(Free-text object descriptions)
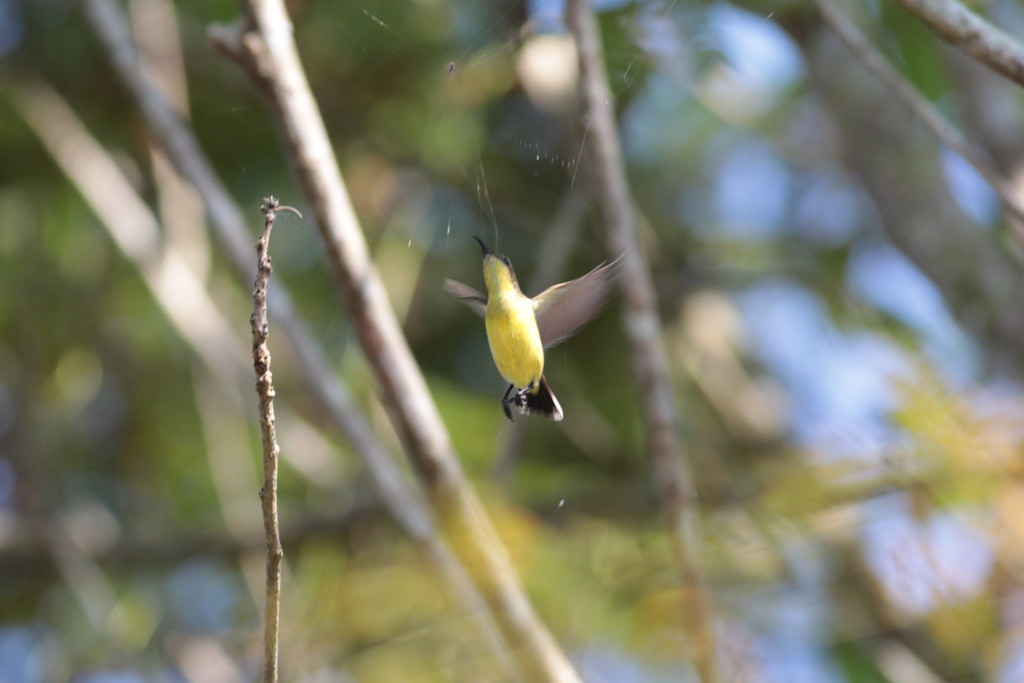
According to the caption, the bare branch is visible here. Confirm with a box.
[816,0,1024,240]
[871,641,950,683]
[9,77,244,392]
[78,0,517,674]
[251,196,298,683]
[208,1,581,679]
[208,9,452,478]
[805,5,1024,372]
[894,0,1024,89]
[566,1,719,680]
[80,0,384,485]
[130,0,211,279]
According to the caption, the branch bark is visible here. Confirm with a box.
[80,0,385,497]
[77,0,516,675]
[804,7,1024,373]
[816,0,1024,237]
[893,0,1024,89]
[207,1,581,680]
[251,197,299,683]
[566,1,719,680]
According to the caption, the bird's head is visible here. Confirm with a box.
[474,237,520,296]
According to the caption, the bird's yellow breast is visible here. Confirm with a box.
[485,292,544,389]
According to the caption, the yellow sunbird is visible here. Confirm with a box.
[445,237,620,421]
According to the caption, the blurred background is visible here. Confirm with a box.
[3,0,1024,680]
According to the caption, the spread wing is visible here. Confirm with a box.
[443,279,487,318]
[533,256,621,348]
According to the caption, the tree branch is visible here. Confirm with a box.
[207,1,580,679]
[566,1,719,680]
[79,0,386,501]
[77,0,516,675]
[251,197,299,683]
[804,3,1024,373]
[816,0,1024,237]
[9,77,244,393]
[893,0,1024,89]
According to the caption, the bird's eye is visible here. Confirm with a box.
[500,256,511,268]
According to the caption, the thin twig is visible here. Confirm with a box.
[566,1,719,680]
[251,196,300,683]
[815,0,1024,236]
[209,2,581,679]
[894,0,1024,89]
[79,2,515,672]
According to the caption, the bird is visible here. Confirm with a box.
[444,236,620,421]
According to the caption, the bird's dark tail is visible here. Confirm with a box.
[520,376,563,421]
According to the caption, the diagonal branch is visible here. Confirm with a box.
[566,1,719,680]
[10,76,244,393]
[77,0,515,674]
[207,1,581,680]
[893,0,1024,89]
[816,0,1024,237]
[805,2,1024,373]
[80,0,384,493]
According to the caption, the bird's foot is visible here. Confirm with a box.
[501,384,516,421]
[501,383,536,421]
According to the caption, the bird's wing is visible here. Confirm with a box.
[533,256,621,348]
[443,279,487,318]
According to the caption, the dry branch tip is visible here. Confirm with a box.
[251,193,291,683]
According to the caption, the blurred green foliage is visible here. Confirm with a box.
[3,0,1024,681]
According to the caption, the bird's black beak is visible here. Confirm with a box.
[473,236,491,256]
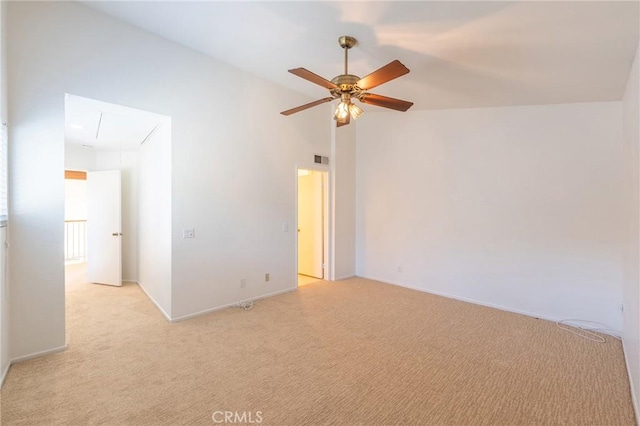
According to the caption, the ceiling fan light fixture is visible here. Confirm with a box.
[334,101,350,121]
[281,35,413,127]
[349,103,363,120]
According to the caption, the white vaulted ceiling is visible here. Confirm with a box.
[82,1,639,111]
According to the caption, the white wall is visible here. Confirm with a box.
[0,0,9,383]
[7,1,330,356]
[622,42,640,414]
[8,4,67,359]
[165,61,330,318]
[0,224,6,381]
[139,122,172,318]
[65,144,96,172]
[357,102,626,330]
[331,123,356,280]
[170,104,330,319]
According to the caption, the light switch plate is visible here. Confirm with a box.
[183,228,195,238]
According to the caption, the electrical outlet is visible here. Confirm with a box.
[265,273,270,282]
[398,266,403,273]
[240,278,246,288]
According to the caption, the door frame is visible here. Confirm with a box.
[295,166,330,285]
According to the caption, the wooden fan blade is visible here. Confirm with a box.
[360,93,413,112]
[289,68,338,90]
[356,60,410,90]
[336,112,350,127]
[281,97,334,116]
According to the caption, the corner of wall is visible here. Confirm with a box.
[0,0,10,387]
[622,37,640,423]
[330,122,356,281]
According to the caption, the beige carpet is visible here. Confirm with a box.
[298,274,321,286]
[0,264,635,425]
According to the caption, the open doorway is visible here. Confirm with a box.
[64,170,88,291]
[65,168,123,287]
[64,94,171,295]
[297,168,328,286]
[64,170,87,266]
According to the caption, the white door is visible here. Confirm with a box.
[87,170,122,286]
[298,170,324,279]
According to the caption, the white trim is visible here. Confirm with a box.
[123,278,138,283]
[622,338,640,425]
[361,274,570,324]
[137,282,172,322]
[334,274,355,281]
[0,361,9,388]
[10,344,67,364]
[171,287,298,323]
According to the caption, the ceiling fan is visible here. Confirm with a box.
[281,36,414,127]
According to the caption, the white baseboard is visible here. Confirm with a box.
[334,274,356,281]
[362,274,567,325]
[171,287,298,323]
[0,361,10,388]
[0,345,68,389]
[136,282,172,322]
[622,338,640,426]
[11,344,67,364]
[362,275,628,339]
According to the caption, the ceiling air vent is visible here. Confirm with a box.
[314,155,329,165]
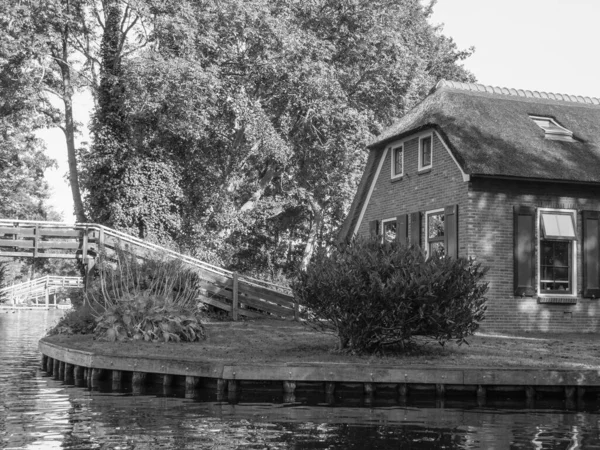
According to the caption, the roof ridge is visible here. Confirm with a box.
[436,79,600,106]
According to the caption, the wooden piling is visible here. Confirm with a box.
[46,357,54,374]
[64,363,74,383]
[565,386,576,404]
[283,381,296,394]
[435,384,446,398]
[132,371,147,387]
[364,383,376,397]
[185,376,200,397]
[41,354,47,371]
[53,359,60,379]
[163,374,174,387]
[325,382,336,395]
[74,366,84,386]
[228,380,239,393]
[398,383,408,398]
[216,378,227,392]
[525,386,535,401]
[58,361,65,381]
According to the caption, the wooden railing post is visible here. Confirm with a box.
[294,297,299,321]
[33,225,39,258]
[232,272,239,321]
[44,279,49,308]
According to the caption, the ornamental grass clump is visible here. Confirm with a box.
[292,238,488,353]
[88,250,206,343]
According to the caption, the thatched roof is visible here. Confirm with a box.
[371,80,600,183]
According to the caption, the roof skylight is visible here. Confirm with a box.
[530,116,576,142]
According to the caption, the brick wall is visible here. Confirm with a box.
[470,178,600,333]
[357,129,469,252]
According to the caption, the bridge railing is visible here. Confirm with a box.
[0,275,83,305]
[0,219,298,319]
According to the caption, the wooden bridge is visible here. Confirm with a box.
[0,219,298,320]
[0,275,82,307]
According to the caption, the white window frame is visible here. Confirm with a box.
[390,142,404,179]
[418,133,433,171]
[537,208,577,297]
[530,115,575,142]
[425,208,444,257]
[381,218,397,243]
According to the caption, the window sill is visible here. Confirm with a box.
[391,176,404,183]
[418,167,432,175]
[537,296,578,304]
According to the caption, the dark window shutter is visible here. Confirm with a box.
[583,211,600,298]
[444,205,458,258]
[410,212,421,247]
[396,214,408,245]
[369,220,379,238]
[514,206,536,297]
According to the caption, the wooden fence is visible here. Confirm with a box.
[0,219,298,320]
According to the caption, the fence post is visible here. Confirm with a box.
[33,225,39,258]
[45,279,49,308]
[232,272,239,321]
[294,296,299,321]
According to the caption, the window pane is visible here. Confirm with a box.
[383,221,396,242]
[428,213,444,239]
[553,241,569,266]
[421,137,432,167]
[541,213,576,239]
[429,241,445,257]
[540,239,572,293]
[394,147,403,175]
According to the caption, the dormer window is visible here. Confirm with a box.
[530,116,576,142]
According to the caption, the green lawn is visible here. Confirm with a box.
[43,318,600,370]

Task description:
Nothing in the entries above should change when they are printed again, except that the pictures are dropped.

Expected output:
According to the caption, the bare branch is visible here. Confirm with a box.
[816,0,1024,240]
[871,641,950,683]
[9,77,244,392]
[78,0,517,674]
[251,196,298,683]
[208,1,581,679]
[208,9,452,478]
[805,5,1024,372]
[894,0,1024,89]
[566,1,719,680]
[80,0,384,485]
[130,0,211,279]
According to the caption, the branch bark is visible here. Confirm with a box.
[80,0,385,497]
[77,0,516,675]
[804,7,1024,373]
[816,0,1024,237]
[893,0,1024,89]
[207,1,581,680]
[251,197,299,683]
[566,1,719,680]
According to the caption, the bird's head is visible here. Confirm with a box.
[474,237,520,296]
According to the caption, the bird's yellow breast is visible here. Confirm with a box.
[485,292,544,389]
According to the caption, the yellow sunbird is visible here. Confirm with a box.
[445,237,620,421]
According to the caption, the blurred background is visible here. Confirm with a box.
[3,0,1024,680]
According to the caption, the spread wing is visible here. Confirm with a box.
[443,279,487,318]
[533,256,621,348]
According to the caption, the tree branch is visible here. Confirm with a box.
[207,1,580,679]
[566,1,719,680]
[79,0,386,501]
[77,0,516,675]
[251,197,299,683]
[804,3,1024,373]
[816,0,1024,237]
[9,77,244,393]
[893,0,1024,89]
According to the caption, the bird's eye is visible here. Confirm with a box.
[500,256,511,268]
According to the caption, the thin twig is visible here. Confirm with a box.
[566,1,719,680]
[251,196,300,683]
[815,0,1024,236]
[209,2,581,679]
[894,0,1024,89]
[79,2,515,672]
According to the caption, the bird is visible here. Confirm with a box.
[444,236,620,421]
According to the caption, the bird's dark tail is visible here. Confirm with a box.
[520,376,563,421]
According to the caption, the diagonal branch is visible here. Confirm with a box.
[566,1,719,680]
[10,76,244,393]
[77,0,515,674]
[207,1,581,680]
[893,0,1024,89]
[816,0,1024,237]
[805,2,1024,373]
[80,0,384,493]
According to the caption, the bird's foot is visible here. Confirm with a box.
[501,384,516,421]
[501,383,536,421]
According to the caption, the bird's wing is visible here. Confirm with a box.
[533,256,621,348]
[443,279,487,318]
According to the caption, the dry branch tip is visible here. Confirm with a box.
[251,193,291,683]
According to the caption, the blurred green foliage is visible here. Confirm with a box.
[3,0,1024,681]
According to the caption, the bird's black beak is visible here. Confirm with a box.
[473,236,491,256]
According to the caption, the ceiling fan light fixture is visible here. Confirm with a box.
[334,101,350,121]
[281,35,413,127]
[349,103,363,120]
According to the caption, the white vaulted ceiling is visible here. Confirm with a box.
[82,1,639,111]
According to the caption, the white wall is visible here. Confirm with a box.
[0,0,9,383]
[7,1,330,356]
[622,42,640,414]
[8,4,67,359]
[165,61,330,318]
[0,224,6,381]
[139,122,172,318]
[65,144,96,172]
[357,102,626,330]
[331,123,356,280]
[170,104,330,319]
According to the caption, the light switch plate is visible here. Confirm with a box.
[183,228,195,238]
According to the caption, the electrical outlet is visible here. Confirm with a box.
[265,273,270,282]
[398,266,403,273]
[240,278,246,288]
According to the caption, the door frame is visible here. Confirm with a box.
[295,166,330,285]
According to the caption, the wooden fan blade is visible here. Confirm with a box.
[360,93,413,112]
[289,68,338,90]
[356,60,410,90]
[336,112,350,127]
[281,97,334,116]
According to the caption, the corner of wall is visible here. Confirm with a box.
[0,0,10,387]
[622,37,640,423]
[330,122,356,281]
According to the caption, the beige carpet is visible here. Confirm with a box.
[298,274,321,286]
[0,264,635,425]
According to the caption, the open doorway is visible here. Confirm with a box.
[64,170,88,291]
[65,168,123,287]
[64,94,171,295]
[297,168,328,286]
[64,170,87,266]
According to the caption, the white door is visible here. Confirm with a box.
[87,170,122,286]
[298,170,324,279]
According to the caption, the white trim is visible here. Confirm with a box.
[123,278,138,283]
[622,338,640,425]
[361,274,570,324]
[137,282,172,322]
[334,274,355,281]
[0,361,9,388]
[10,344,67,364]
[171,287,298,323]
According to the caption, the ceiling fan is visible here. Confirm with a box.
[281,36,414,127]
According to the caption, the white baseboard is visible here. Confirm with a box.
[334,274,356,281]
[362,274,567,325]
[171,287,298,323]
[0,361,10,388]
[0,345,68,389]
[136,282,172,322]
[622,338,640,426]
[11,344,67,364]
[362,275,628,339]
According to the caption, the ceiling air vent is visible here. Confirm with a box.
[314,155,329,165]
According to the caption, the roof ridge is visible here. Confirm with a box.
[436,79,600,106]
According to the caption, the wooden piling is visible here. Confirm with a box.
[46,357,54,374]
[64,363,74,383]
[565,386,576,404]
[283,381,296,394]
[435,384,446,398]
[132,371,147,387]
[364,383,376,397]
[185,376,200,397]
[41,354,47,371]
[53,359,60,379]
[163,374,174,387]
[325,382,336,395]
[74,366,84,386]
[228,380,239,393]
[398,383,408,398]
[216,378,227,392]
[525,386,535,401]
[58,361,65,381]
According to the caption, the wooden railing post is visible here. Confirm with a box.
[294,297,299,321]
[33,225,39,258]
[232,272,239,321]
[44,279,49,308]
According to the caption, the ornamental grass clump is visible here. Confirm with a box.
[292,238,488,353]
[88,250,206,343]
According to the caption, the thatched roof is visible here. Confirm with a box.
[371,80,600,183]
According to the caption, the roof skylight is visible here. Confirm with a box.
[530,116,576,142]
According to the caption, the brick wall is visible here. Confirm with a box.
[470,178,600,333]
[357,129,469,252]
According to the caption, the bridge railing is visible here. Confirm with a box.
[0,275,83,305]
[0,219,298,319]
According to the caption, the wooden bridge is visible here. Confirm with a box.
[0,219,298,320]
[0,275,82,307]
According to the caption, the white window frame is visible here. Confirm with a box.
[390,142,404,179]
[418,133,433,171]
[537,208,577,297]
[530,115,575,142]
[425,208,444,257]
[381,218,397,243]
According to the caption, the window sill is visible here. Confirm with a box.
[391,176,404,183]
[418,167,432,175]
[537,296,578,304]
According to the caption, the dark window shutter is visible here. Confirm with a box.
[583,211,600,298]
[444,205,458,258]
[410,212,421,247]
[396,214,408,245]
[369,220,379,238]
[514,206,536,297]
According to the caption, the wooden fence is visible here. Confirm with a box.
[0,219,298,320]
According to the caption, the fence post is visible here. Confirm with a box.
[33,225,39,258]
[45,279,49,308]
[232,272,239,321]
[294,296,299,321]
According to the caption, the window pane is visible here. Confirm with a box.
[383,221,396,242]
[428,213,444,239]
[553,241,569,266]
[421,137,432,167]
[541,213,576,239]
[429,241,445,257]
[540,239,572,293]
[394,147,403,175]
According to the caption, the dormer window is visible here. Confirm with a box.
[530,116,576,142]
According to the caption, the green lawn is visible here. Confirm with a box.
[43,318,600,370]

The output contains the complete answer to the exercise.